=== Supplied records ===
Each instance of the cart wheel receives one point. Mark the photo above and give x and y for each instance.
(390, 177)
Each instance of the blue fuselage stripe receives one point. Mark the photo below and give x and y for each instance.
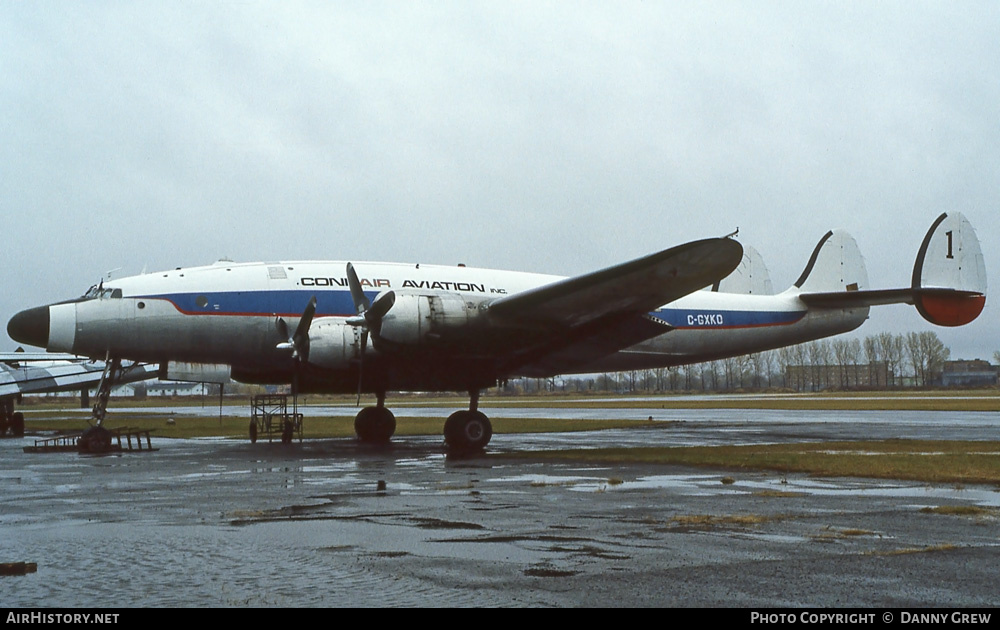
(332, 302)
(687, 318)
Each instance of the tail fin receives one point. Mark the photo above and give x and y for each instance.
(950, 258)
(835, 265)
(949, 275)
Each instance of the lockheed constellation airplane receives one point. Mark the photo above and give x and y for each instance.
(376, 327)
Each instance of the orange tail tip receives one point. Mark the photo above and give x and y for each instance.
(950, 310)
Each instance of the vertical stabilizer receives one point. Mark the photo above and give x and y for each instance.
(835, 265)
(950, 258)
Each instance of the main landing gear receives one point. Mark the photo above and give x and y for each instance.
(375, 424)
(464, 432)
(97, 439)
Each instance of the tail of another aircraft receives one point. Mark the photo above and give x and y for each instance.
(948, 286)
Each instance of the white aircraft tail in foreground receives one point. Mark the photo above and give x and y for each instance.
(377, 327)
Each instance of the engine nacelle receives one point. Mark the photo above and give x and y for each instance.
(332, 345)
(421, 319)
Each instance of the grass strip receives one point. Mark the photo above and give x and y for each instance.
(919, 460)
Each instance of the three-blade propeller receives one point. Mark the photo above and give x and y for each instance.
(368, 315)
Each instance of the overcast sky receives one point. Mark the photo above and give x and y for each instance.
(554, 137)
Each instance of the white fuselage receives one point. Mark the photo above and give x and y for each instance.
(226, 314)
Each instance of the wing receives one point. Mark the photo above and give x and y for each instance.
(593, 315)
(635, 287)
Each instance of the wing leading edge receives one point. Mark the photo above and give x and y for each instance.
(594, 315)
(632, 288)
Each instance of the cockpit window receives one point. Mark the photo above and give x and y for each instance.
(102, 292)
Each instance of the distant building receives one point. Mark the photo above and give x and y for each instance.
(974, 373)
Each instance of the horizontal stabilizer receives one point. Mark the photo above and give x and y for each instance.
(949, 278)
(749, 278)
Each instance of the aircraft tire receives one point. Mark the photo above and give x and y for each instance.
(467, 432)
(375, 425)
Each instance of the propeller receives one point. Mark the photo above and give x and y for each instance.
(368, 315)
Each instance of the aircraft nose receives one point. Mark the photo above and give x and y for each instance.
(30, 326)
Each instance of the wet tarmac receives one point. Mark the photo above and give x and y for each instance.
===
Exactly as written, give every entry again, but not the pictures.

Worked solution
Each instance of the cart wheel receives one point. Mark the photo above and give x and y for each instance.
(390, 177)
Each instance of the blue fuselage stripe receives one point. Mark the photo below and give x and y for each instance.
(332, 302)
(687, 318)
Each instance of the tail fin receives one point. Mark the photo above and give x and y for each instance.
(950, 258)
(835, 265)
(949, 275)
Each instance of the lockheed constellation airplane receives one point. Mark the photo above and give x and y for each instance.
(376, 327)
Each instance of the orange tail tip receives one point. Mark the photo above and give x and y for each instance.
(950, 310)
Each instance of the vertical stabilizer receives one point. Mark the photo above and give x and y for each instance.
(835, 265)
(950, 258)
Each instance of the main landing gear receives one point. Mark the photo above and give x and y for each instance.
(375, 424)
(464, 432)
(97, 439)
Each instance of the tail of another aircraft receives one point. Mark the photo above and give x and y for each instance.
(948, 286)
Each instance of the white aircraft tail in foreground receives one point. Mark the photo above and give x and y for each instance.
(377, 327)
Each instance of the engine nacelle receives one point. Mark the photo above and give x and y for each instance.
(332, 345)
(421, 319)
Each instance of the grass strip receives one point. Mark the photo above and give x and y for each instance.
(919, 460)
Each instance of the three-blade propeller receives one point. Mark the photo above and give x and y for each instance.
(368, 315)
Each instance of the overcast sky receives one point. Mark the photo above and give x and y for each instance.
(554, 137)
Each instance of the white fuselage receives one point. Mark the photo above and give x and y for each instance.
(226, 314)
Each instance of the wing receives one point. Mark the photo above and give x and y for each instance.
(593, 315)
(635, 287)
Each instance of the wing leading edge receives one point. Mark the photo above and give x and y for each instance.
(594, 315)
(632, 288)
Each instance of the cockpit window receives one point. Mark the photo above and give x and y for each instance.
(102, 292)
Each instance of the distant building receives one point. Mark the photo above and give x and y for each instance.
(974, 373)
Each instance of the horizontal stabilizer receives one point. Mark the photo above and give x and y for each instance.
(949, 278)
(749, 278)
Each instance of the aircraft tire receives one point. Mark the photo above and give x and y for each instance.
(467, 432)
(375, 425)
Each instance of the propeller receives one point. Mark the photo above and give x and y for each instance.
(368, 315)
Each instance of the aircraft nose receives one point. Mark the photo above and give x and y for each instance.
(30, 326)
Each instance of the wet tarmac receives one point. Mark the photo above and give x and y for each instance.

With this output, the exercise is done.